--- START Working data ---

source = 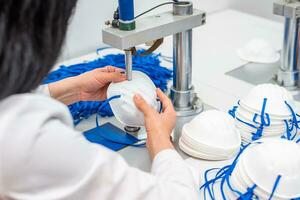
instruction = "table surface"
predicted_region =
[57,10,283,198]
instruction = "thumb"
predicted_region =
[133,94,153,116]
[102,72,126,83]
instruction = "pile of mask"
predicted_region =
[179,110,241,160]
[201,138,300,200]
[230,84,299,143]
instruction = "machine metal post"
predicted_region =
[125,50,132,81]
[171,2,203,116]
[273,0,300,90]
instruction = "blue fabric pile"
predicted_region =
[43,50,173,125]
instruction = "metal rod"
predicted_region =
[278,17,300,87]
[173,30,192,108]
[125,50,132,81]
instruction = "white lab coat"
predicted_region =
[0,86,198,200]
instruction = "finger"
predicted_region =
[100,66,124,73]
[156,88,174,112]
[101,72,126,83]
[133,94,154,116]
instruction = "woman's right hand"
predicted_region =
[134,89,176,159]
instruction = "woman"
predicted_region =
[0,0,197,200]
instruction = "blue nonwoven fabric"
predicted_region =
[83,123,142,151]
[43,49,173,125]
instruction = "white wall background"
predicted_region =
[231,0,282,21]
[60,0,280,60]
[60,0,235,60]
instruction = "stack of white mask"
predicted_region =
[107,71,159,127]
[179,110,241,160]
[225,138,300,200]
[235,84,296,143]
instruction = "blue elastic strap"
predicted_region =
[283,101,300,140]
[200,142,281,200]
[235,98,271,141]
[269,175,281,200]
[228,106,238,118]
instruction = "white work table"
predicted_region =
[58,10,283,195]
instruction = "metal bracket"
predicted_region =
[273,0,300,18]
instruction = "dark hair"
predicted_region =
[0,0,77,99]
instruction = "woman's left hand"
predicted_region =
[49,66,126,105]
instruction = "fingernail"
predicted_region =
[134,94,141,101]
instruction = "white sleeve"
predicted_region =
[1,115,198,200]
[32,84,50,96]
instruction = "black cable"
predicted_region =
[134,0,178,19]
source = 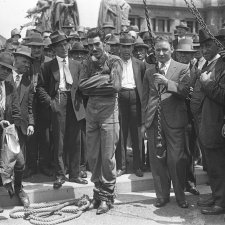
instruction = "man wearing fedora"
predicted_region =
[118,33,145,177]
[176,38,200,195]
[37,30,87,189]
[142,36,190,208]
[173,20,189,50]
[79,28,122,214]
[191,25,225,215]
[13,45,34,172]
[26,33,53,177]
[0,52,30,207]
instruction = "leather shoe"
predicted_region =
[40,167,53,177]
[186,187,200,195]
[201,205,225,215]
[69,177,88,184]
[80,170,87,178]
[116,170,126,177]
[53,177,65,189]
[89,198,101,210]
[154,198,170,208]
[177,201,189,209]
[96,201,110,215]
[135,169,143,177]
[197,196,215,207]
[15,189,30,208]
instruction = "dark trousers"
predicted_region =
[119,89,141,170]
[52,92,81,178]
[147,114,186,202]
[204,147,225,208]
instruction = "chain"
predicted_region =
[184,0,224,49]
[143,0,166,159]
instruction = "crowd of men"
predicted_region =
[0,21,225,215]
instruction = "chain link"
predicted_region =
[184,0,224,49]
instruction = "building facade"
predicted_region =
[127,0,225,36]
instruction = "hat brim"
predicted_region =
[0,62,16,70]
[48,37,71,47]
[13,52,34,60]
[176,26,189,31]
[26,42,45,46]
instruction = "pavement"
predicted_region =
[0,185,225,225]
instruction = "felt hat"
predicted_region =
[120,33,134,45]
[198,25,218,43]
[175,38,196,52]
[49,30,70,46]
[0,52,16,70]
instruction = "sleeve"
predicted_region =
[167,63,191,98]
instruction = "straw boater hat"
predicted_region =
[0,52,16,70]
[102,22,115,30]
[134,37,149,49]
[198,25,218,44]
[120,33,134,45]
[49,30,70,46]
[175,38,197,53]
[26,33,45,46]
[70,42,89,53]
[176,21,189,31]
[13,45,33,59]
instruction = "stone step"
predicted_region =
[0,168,208,207]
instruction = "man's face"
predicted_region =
[88,37,104,59]
[120,45,133,60]
[134,46,148,61]
[53,40,69,59]
[71,51,87,62]
[176,52,194,64]
[177,27,187,37]
[31,45,44,59]
[15,55,31,74]
[110,44,120,56]
[155,41,173,63]
[201,40,219,61]
[0,65,12,81]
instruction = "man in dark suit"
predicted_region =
[142,36,190,208]
[37,31,87,189]
[13,46,34,165]
[192,25,225,215]
[0,52,30,208]
[117,33,145,177]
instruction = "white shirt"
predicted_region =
[159,59,171,75]
[0,81,6,110]
[122,59,136,89]
[13,70,23,87]
[56,56,69,91]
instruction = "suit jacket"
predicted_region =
[199,58,225,149]
[37,58,85,121]
[17,75,34,135]
[142,60,190,128]
[4,81,21,127]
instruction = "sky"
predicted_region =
[0,0,101,38]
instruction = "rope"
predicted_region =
[9,195,90,225]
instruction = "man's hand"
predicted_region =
[27,125,34,136]
[153,73,168,86]
[141,125,147,139]
[0,120,10,128]
[200,71,212,83]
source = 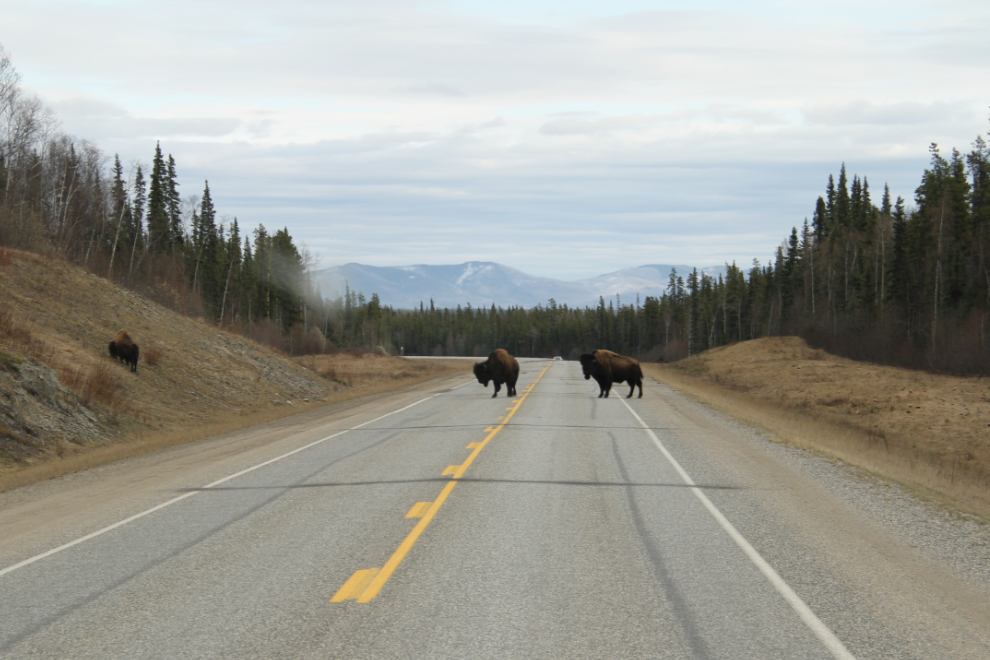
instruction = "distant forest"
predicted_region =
[0,48,990,374]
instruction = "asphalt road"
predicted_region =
[0,360,990,660]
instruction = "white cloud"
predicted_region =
[0,0,990,279]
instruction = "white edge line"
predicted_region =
[0,392,442,577]
[619,399,856,660]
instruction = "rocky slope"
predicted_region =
[0,250,342,474]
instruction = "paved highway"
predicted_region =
[0,360,990,660]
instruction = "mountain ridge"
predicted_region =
[311,261,725,309]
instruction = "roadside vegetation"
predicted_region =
[644,337,990,522]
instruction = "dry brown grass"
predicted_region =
[293,351,472,388]
[0,250,470,490]
[56,360,124,412]
[644,337,990,520]
[141,342,164,367]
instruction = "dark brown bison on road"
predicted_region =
[474,348,519,399]
[581,349,643,399]
[109,330,139,373]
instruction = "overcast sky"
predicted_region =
[0,0,990,280]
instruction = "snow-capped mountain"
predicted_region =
[313,261,725,309]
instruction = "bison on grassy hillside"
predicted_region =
[474,348,519,399]
[109,330,139,373]
[581,349,643,399]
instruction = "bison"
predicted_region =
[109,330,139,373]
[581,349,643,399]
[474,348,519,399]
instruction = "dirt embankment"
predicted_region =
[644,337,990,520]
[0,250,468,490]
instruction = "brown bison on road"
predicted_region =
[581,349,643,399]
[474,348,519,399]
[109,330,139,373]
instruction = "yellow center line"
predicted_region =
[344,363,553,603]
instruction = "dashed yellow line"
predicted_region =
[330,363,552,603]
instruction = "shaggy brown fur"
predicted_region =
[474,348,519,399]
[109,329,140,373]
[581,349,643,399]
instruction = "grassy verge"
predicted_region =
[643,342,990,522]
[0,354,471,492]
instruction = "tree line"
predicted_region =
[348,117,990,374]
[0,47,320,347]
[0,47,990,374]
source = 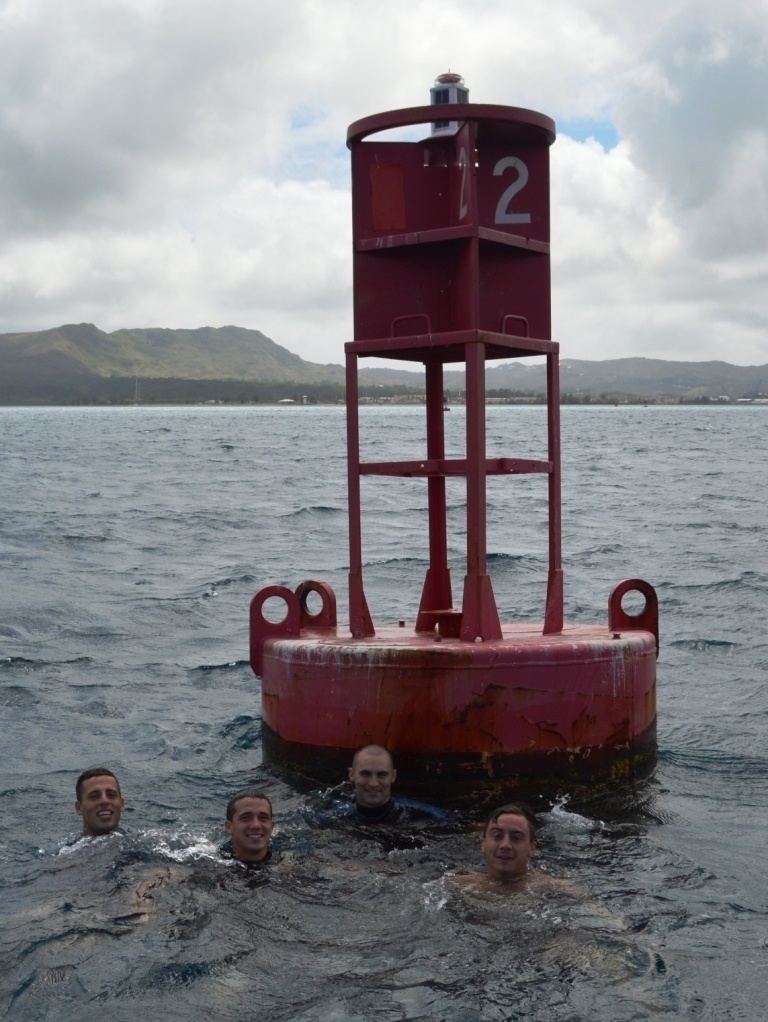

--- END Working data ---

Directions for this task: Select every line above that contains the word "pile", matching case exactly.

Reply to the exercise:
instruction = "pile of mask"
instruction = "blue fabric pile"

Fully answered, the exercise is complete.